■ **EXERCISE DESCRIPTION**:
Find every line in the records below that contains the word "stucco", and copy each such line.

---------- TASK INPUT

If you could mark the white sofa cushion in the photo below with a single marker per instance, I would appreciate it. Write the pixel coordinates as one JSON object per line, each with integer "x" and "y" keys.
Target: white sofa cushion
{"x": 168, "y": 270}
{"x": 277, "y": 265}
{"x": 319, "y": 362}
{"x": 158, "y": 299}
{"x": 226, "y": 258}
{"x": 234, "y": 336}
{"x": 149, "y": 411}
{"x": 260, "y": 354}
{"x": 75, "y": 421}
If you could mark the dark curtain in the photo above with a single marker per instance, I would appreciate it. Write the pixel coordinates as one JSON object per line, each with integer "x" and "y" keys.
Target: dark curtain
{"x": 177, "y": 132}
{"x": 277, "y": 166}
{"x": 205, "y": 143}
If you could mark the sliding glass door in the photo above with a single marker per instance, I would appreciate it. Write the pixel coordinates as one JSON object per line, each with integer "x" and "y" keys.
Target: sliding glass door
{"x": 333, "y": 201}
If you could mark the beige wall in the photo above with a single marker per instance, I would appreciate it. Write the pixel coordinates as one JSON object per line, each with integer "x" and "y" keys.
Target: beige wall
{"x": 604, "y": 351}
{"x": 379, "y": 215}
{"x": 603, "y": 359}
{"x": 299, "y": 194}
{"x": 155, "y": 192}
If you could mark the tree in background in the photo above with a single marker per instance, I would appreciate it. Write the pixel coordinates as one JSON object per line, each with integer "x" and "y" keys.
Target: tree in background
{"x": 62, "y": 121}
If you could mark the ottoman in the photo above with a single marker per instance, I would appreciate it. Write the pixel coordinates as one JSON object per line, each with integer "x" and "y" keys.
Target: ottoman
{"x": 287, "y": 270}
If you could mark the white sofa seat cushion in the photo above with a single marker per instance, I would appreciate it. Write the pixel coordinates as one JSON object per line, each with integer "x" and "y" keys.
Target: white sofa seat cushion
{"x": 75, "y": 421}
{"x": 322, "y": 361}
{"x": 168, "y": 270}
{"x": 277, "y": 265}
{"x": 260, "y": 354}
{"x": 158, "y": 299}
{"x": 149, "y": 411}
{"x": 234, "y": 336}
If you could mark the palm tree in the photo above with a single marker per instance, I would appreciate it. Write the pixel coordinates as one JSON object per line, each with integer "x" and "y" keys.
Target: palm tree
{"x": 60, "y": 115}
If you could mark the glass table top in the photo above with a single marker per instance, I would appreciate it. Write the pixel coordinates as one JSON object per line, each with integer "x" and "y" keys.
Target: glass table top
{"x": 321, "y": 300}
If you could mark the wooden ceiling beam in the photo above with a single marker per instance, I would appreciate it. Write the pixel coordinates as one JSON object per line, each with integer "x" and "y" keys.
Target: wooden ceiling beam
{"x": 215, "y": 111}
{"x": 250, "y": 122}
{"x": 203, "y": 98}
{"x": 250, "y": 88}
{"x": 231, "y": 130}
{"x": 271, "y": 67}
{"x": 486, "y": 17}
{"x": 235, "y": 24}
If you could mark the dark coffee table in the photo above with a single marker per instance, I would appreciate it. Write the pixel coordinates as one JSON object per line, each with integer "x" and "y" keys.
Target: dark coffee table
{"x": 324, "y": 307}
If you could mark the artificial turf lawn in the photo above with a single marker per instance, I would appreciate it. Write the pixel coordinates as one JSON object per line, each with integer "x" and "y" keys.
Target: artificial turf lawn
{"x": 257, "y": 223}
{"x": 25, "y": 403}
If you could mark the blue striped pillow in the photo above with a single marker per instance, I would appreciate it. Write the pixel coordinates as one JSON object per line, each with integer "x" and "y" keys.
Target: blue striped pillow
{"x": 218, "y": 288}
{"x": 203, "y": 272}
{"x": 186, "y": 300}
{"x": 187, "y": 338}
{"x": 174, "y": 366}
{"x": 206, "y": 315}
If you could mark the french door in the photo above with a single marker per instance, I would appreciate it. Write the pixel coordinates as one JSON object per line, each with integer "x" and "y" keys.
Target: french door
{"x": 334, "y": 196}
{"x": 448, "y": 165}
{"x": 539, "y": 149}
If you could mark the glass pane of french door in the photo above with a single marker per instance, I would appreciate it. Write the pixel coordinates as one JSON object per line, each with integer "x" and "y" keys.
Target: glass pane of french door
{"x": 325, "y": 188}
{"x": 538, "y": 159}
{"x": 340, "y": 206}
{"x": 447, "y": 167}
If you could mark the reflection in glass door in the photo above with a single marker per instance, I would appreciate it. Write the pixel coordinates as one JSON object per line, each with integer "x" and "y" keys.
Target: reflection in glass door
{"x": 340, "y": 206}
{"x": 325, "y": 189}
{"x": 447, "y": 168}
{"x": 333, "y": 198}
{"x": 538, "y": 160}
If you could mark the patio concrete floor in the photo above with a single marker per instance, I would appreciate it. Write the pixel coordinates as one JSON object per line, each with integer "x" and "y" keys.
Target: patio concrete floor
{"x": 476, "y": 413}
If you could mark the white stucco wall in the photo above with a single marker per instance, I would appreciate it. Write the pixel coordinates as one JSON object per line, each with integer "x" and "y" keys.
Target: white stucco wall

--------------------

■ **OUTPUT OF THE TASK**:
If you could mark the white stucco wall in the photo above with a single marker per instance, I would appreciate it. Write the pixel coordinates as one JSON object per line, each with integer "x" and "y" keys.
Target: white stucco wall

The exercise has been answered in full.